▸ **About this exercise**
All of the listing, from first line to last, should be output exactly; the pictures stay out.

▸ **Data**
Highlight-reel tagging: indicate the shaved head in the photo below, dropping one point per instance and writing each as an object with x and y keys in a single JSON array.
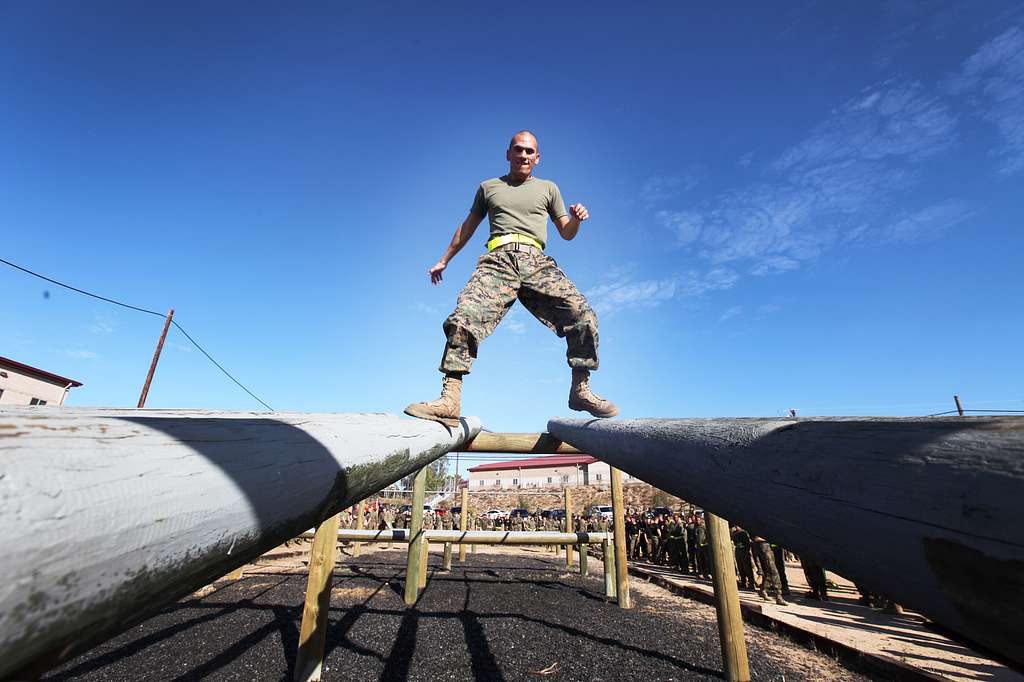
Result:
[{"x": 524, "y": 133}]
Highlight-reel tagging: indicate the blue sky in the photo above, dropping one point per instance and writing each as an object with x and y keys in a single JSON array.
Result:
[{"x": 800, "y": 205}]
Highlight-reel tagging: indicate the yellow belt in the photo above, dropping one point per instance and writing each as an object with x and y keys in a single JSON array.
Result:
[{"x": 514, "y": 238}]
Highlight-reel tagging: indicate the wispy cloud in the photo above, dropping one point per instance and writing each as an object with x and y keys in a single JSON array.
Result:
[
  {"x": 626, "y": 292},
  {"x": 659, "y": 188},
  {"x": 102, "y": 326},
  {"x": 730, "y": 313},
  {"x": 994, "y": 75},
  {"x": 425, "y": 309}
]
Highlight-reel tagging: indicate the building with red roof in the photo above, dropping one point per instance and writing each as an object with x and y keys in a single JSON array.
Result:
[
  {"x": 24, "y": 384},
  {"x": 552, "y": 470}
]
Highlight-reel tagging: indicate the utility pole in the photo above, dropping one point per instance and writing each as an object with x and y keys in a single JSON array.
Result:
[{"x": 156, "y": 358}]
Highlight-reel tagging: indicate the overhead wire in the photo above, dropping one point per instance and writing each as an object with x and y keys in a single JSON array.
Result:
[{"x": 152, "y": 312}]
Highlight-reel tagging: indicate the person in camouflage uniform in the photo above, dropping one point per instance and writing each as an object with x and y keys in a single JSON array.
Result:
[{"x": 516, "y": 268}]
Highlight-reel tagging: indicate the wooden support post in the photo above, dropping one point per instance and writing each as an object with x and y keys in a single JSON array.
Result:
[
  {"x": 422, "y": 582},
  {"x": 568, "y": 524},
  {"x": 730, "y": 621},
  {"x": 619, "y": 517},
  {"x": 464, "y": 520},
  {"x": 608, "y": 547},
  {"x": 156, "y": 358},
  {"x": 416, "y": 539},
  {"x": 312, "y": 633},
  {"x": 358, "y": 526}
]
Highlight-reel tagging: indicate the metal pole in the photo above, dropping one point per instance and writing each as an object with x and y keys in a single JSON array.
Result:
[
  {"x": 417, "y": 541},
  {"x": 617, "y": 512},
  {"x": 464, "y": 520},
  {"x": 568, "y": 523},
  {"x": 730, "y": 621},
  {"x": 312, "y": 633},
  {"x": 156, "y": 358}
]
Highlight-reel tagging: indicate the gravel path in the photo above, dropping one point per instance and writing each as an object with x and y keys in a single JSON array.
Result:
[{"x": 508, "y": 614}]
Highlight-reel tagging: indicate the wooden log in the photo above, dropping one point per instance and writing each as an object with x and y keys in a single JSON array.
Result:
[
  {"x": 924, "y": 511},
  {"x": 108, "y": 515},
  {"x": 730, "y": 619},
  {"x": 619, "y": 535},
  {"x": 312, "y": 632},
  {"x": 553, "y": 538},
  {"x": 522, "y": 443}
]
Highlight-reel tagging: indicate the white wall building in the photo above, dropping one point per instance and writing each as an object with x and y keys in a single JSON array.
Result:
[
  {"x": 539, "y": 472},
  {"x": 22, "y": 384}
]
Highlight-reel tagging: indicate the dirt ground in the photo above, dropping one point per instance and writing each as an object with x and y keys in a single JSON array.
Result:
[{"x": 507, "y": 613}]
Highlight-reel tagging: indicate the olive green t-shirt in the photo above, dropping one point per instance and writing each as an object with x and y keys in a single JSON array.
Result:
[{"x": 519, "y": 207}]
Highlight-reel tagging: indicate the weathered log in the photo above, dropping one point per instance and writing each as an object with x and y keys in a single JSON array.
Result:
[
  {"x": 929, "y": 512},
  {"x": 107, "y": 515}
]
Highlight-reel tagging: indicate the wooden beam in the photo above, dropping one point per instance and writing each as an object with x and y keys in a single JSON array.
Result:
[
  {"x": 926, "y": 511},
  {"x": 116, "y": 513},
  {"x": 523, "y": 443},
  {"x": 416, "y": 542},
  {"x": 312, "y": 633},
  {"x": 619, "y": 536},
  {"x": 730, "y": 620}
]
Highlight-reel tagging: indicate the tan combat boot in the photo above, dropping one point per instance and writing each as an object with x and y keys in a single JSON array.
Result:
[
  {"x": 584, "y": 399},
  {"x": 446, "y": 408}
]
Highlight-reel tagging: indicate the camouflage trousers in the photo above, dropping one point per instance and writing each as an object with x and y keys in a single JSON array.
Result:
[{"x": 501, "y": 278}]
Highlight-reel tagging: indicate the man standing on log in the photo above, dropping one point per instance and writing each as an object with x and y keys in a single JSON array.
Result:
[{"x": 515, "y": 267}]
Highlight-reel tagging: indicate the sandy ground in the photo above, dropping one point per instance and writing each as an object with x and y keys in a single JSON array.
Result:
[
  {"x": 505, "y": 614},
  {"x": 905, "y": 638}
]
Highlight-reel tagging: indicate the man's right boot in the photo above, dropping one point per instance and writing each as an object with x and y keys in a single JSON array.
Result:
[{"x": 446, "y": 408}]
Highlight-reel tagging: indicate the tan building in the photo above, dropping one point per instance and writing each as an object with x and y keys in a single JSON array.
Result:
[
  {"x": 551, "y": 471},
  {"x": 22, "y": 384}
]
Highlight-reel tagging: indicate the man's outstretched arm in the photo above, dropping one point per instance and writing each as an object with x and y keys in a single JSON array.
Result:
[
  {"x": 462, "y": 235},
  {"x": 568, "y": 225}
]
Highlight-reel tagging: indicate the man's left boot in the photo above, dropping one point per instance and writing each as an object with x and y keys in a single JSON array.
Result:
[{"x": 584, "y": 399}]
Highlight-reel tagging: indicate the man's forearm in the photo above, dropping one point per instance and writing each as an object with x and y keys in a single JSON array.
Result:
[{"x": 462, "y": 235}]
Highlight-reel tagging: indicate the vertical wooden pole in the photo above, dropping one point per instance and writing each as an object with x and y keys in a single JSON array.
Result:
[
  {"x": 156, "y": 358},
  {"x": 312, "y": 633},
  {"x": 358, "y": 526},
  {"x": 568, "y": 523},
  {"x": 607, "y": 548},
  {"x": 446, "y": 562},
  {"x": 416, "y": 540},
  {"x": 464, "y": 521},
  {"x": 422, "y": 581},
  {"x": 730, "y": 621},
  {"x": 619, "y": 519}
]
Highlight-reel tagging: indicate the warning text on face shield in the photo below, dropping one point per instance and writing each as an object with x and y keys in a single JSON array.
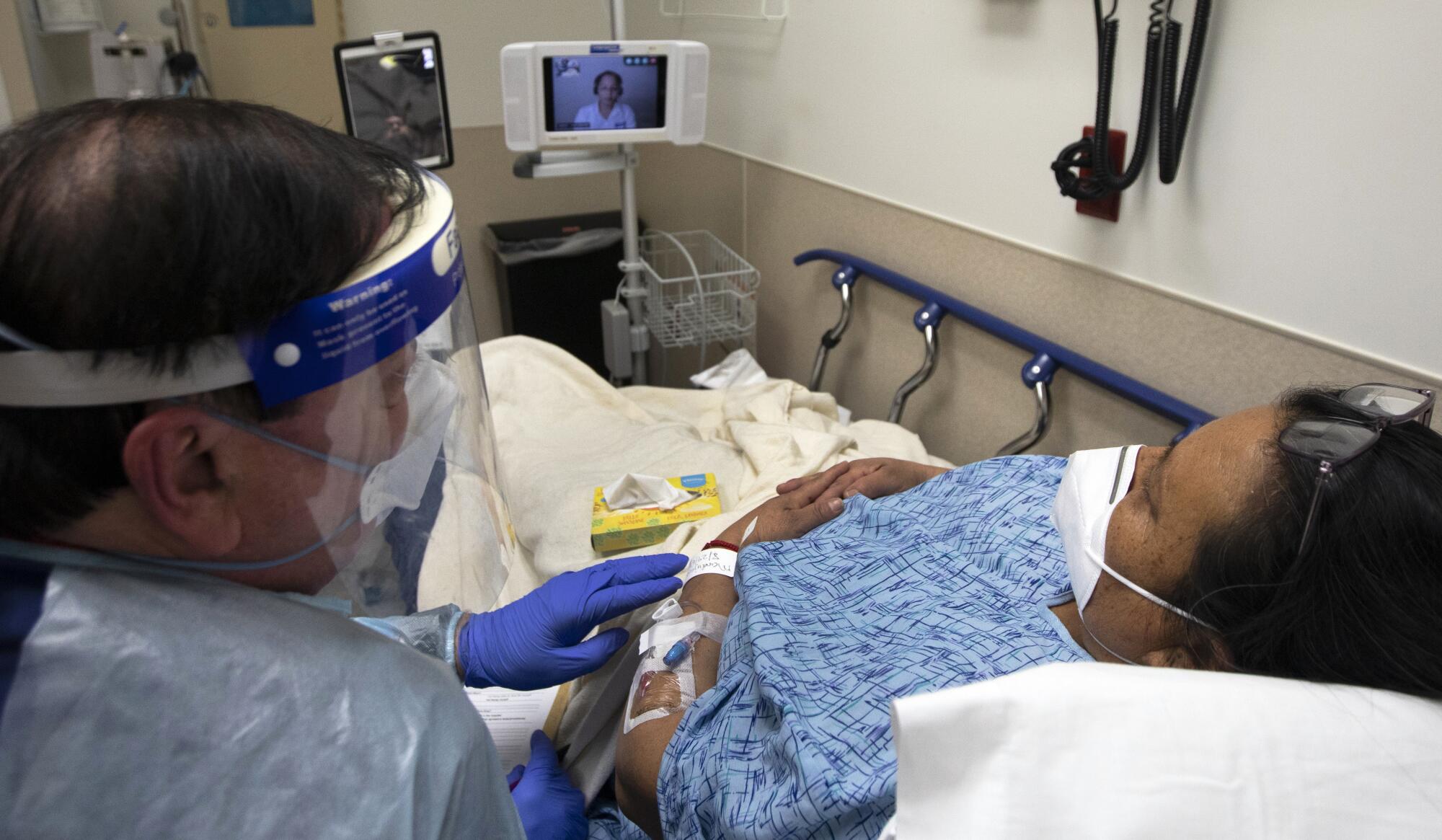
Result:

▸ **Exercise result**
Highlight-reel tagging: indicate the shaved head in the photo below, dropping one point per instance and writing each as an object with x and y keys in a single JSON array.
Result:
[{"x": 524, "y": 133}]
Highlight-reel tagging: indicate the blue sky in the photo above, dropping one point per instance and writing each as an object with x and y keys in a single JSON array.
Result:
[{"x": 800, "y": 205}]
Highlight-reel tagging: indicate the yellow belt in the photo above, dropping one point per instance and writing each as an object with x and y keys in a single JSON array.
Result:
[{"x": 514, "y": 238}]
Highlight-reel tagging: indicate the wispy cloud in the photo above, dropping one point per instance and writing each as an object with x and y keys in a single JSON array.
Result:
[
  {"x": 626, "y": 292},
  {"x": 659, "y": 188},
  {"x": 102, "y": 326},
  {"x": 730, "y": 313},
  {"x": 994, "y": 75},
  {"x": 425, "y": 309}
]
Highlight-reel tagging: indicate the building with red roof in the photo above, dropping one point per instance and writing each as an object with x and y keys in a single JSON array.
Result:
[
  {"x": 24, "y": 384},
  {"x": 552, "y": 470}
]
Highlight-reel tagging: indicate the utility pole in the photo above, dropping one point per instance and writing each as an object with x and y keys in a single JSON array.
Result:
[{"x": 156, "y": 358}]
Highlight-reel tagging: indicate the overhead wire in the photo above, dropping one point per instance and writing each as an object with x and y keys in a single JSON array.
Result:
[{"x": 152, "y": 312}]
Highlight-reel tagging: indicate the person in camouflage uniform in the photo above, dropping one point per instance and writing each as an object with x and y keys in a single JSON array.
Result:
[{"x": 516, "y": 268}]
Highlight-reel tagging: indicate the wooden support post in the photo above, dropping one point per instance and writing each as an object with x and y keys in a single JSON array.
Result:
[
  {"x": 422, "y": 582},
  {"x": 568, "y": 524},
  {"x": 730, "y": 621},
  {"x": 619, "y": 517},
  {"x": 464, "y": 520},
  {"x": 608, "y": 547},
  {"x": 156, "y": 358},
  {"x": 416, "y": 539},
  {"x": 312, "y": 633},
  {"x": 358, "y": 526}
]
Highlight-reel tagging: indicate the metal pole in the photo above, dropping one point per instance and writing each as an object with x and y keys in a single JSON array.
Result:
[
  {"x": 417, "y": 541},
  {"x": 617, "y": 512},
  {"x": 464, "y": 520},
  {"x": 568, "y": 523},
  {"x": 730, "y": 621},
  {"x": 312, "y": 633},
  {"x": 156, "y": 358}
]
Highlight-reel tagging: indicate the gravel path in the photo above, dropping one point per instance and writing each as an object with x and y keys in a single JSON array.
Result:
[{"x": 508, "y": 614}]
Highlight-reel tagging: indicate the wooden log in the photo above, dropping one point per instance and writing each as an object with x and y keys in a single JSON array.
Result:
[
  {"x": 924, "y": 511},
  {"x": 108, "y": 515},
  {"x": 730, "y": 619},
  {"x": 619, "y": 535},
  {"x": 312, "y": 632},
  {"x": 553, "y": 538},
  {"x": 522, "y": 443}
]
Highlight-reel tagging: indicate the white wall building in the photo above, dropping one point per instance and writing each as an object with x and y keys in a single JSON array.
Result:
[
  {"x": 539, "y": 472},
  {"x": 22, "y": 384}
]
Highlight-reel tagging: indicate the dirt ground in the photo above, dropping one point per instance and writing each as an object with x and y keys in a single JSON array.
Result:
[{"x": 507, "y": 613}]
Highlight-reel tagging: indicate the olive green t-shirt in the photo above, dropping one point per instance and writing each as an object with x and y keys in a single JSON array.
Result:
[{"x": 519, "y": 207}]
Highlight-reel tagging: indicate the weathered log in the photo above, dropping one point per instance and writing each as an object with x and y keys in a single JSON array.
Result:
[
  {"x": 929, "y": 512},
  {"x": 107, "y": 515}
]
Highlight-reel tagging: indicate the wooden beam in the photo above, dropping one point per instance and writing each as an object with x and y keys in a single JSON array.
Result:
[
  {"x": 926, "y": 511},
  {"x": 116, "y": 513},
  {"x": 523, "y": 443},
  {"x": 416, "y": 542},
  {"x": 312, "y": 633},
  {"x": 619, "y": 536},
  {"x": 730, "y": 620}
]
Highlight-reel tagging: indicate the tan combat boot in the photo above, dropping one point per instance and writing each as an object with x and y keys in a single JSON array.
Result:
[
  {"x": 584, "y": 399},
  {"x": 446, "y": 408}
]
Highlight-reel tagging: indicate the camouflage trousers in the photo above, dropping one point per instance and writing each as an object with x and y keys in a single JSON array.
Result:
[{"x": 501, "y": 278}]
Highlight-reel tagging: indicate the man standing on log in the photo above, dropping one point per instance and writing each as an object with x and y keys in a single JSON array.
Result:
[{"x": 515, "y": 267}]
Highlight-reel tagging: indicate the sandy ground in the photo above, dropping one point per instance and writing each as an object with x and y keys in a single JSON array.
Result:
[
  {"x": 505, "y": 614},
  {"x": 905, "y": 638}
]
Highlight-reel tagging: indicate the man's right boot in the photo above, dropping one point per instance and writing each as an object with x and y keys in a single JSON array.
Result:
[{"x": 446, "y": 408}]
Highlight-reel tagging: indicate the tan building in the photo above, dropping one point per instance and writing each as an object with x and y keys in a single JSON array.
Result:
[
  {"x": 551, "y": 471},
  {"x": 22, "y": 384}
]
Highlight-reel tagging: indicate the man's outstretched arm in the photo above, dropping one point per instance and writing each as an object with x and y keys in a single JSON array.
Result:
[
  {"x": 462, "y": 235},
  {"x": 568, "y": 225}
]
Highlight-reel tagging: indicate the man's left boot in the photo above, dropping one point per instance and writing each as an object with x and y keys in a single JSON array.
Result:
[{"x": 584, "y": 399}]
Highlight-reel tagging: indicate the man's forearm in the photo above, dropping one point per instance and writing each as an object with x and y keys in a single JSON array.
Result:
[{"x": 462, "y": 235}]
Highlight-reel tagging: indicate the vertical wooden pole in the photo above, dropping one point per instance and writing each as an object with x and y keys in a single JSON array.
Result:
[
  {"x": 156, "y": 358},
  {"x": 312, "y": 633},
  {"x": 358, "y": 526},
  {"x": 568, "y": 523},
  {"x": 607, "y": 548},
  {"x": 446, "y": 562},
  {"x": 416, "y": 540},
  {"x": 464, "y": 521},
  {"x": 422, "y": 581},
  {"x": 730, "y": 621},
  {"x": 619, "y": 519}
]
Highlight-reel tagging: indicate the warning text on face shield in the photo below, dropping one point per instance and writing each as an object with x and y keys in a single JSON array.
Result:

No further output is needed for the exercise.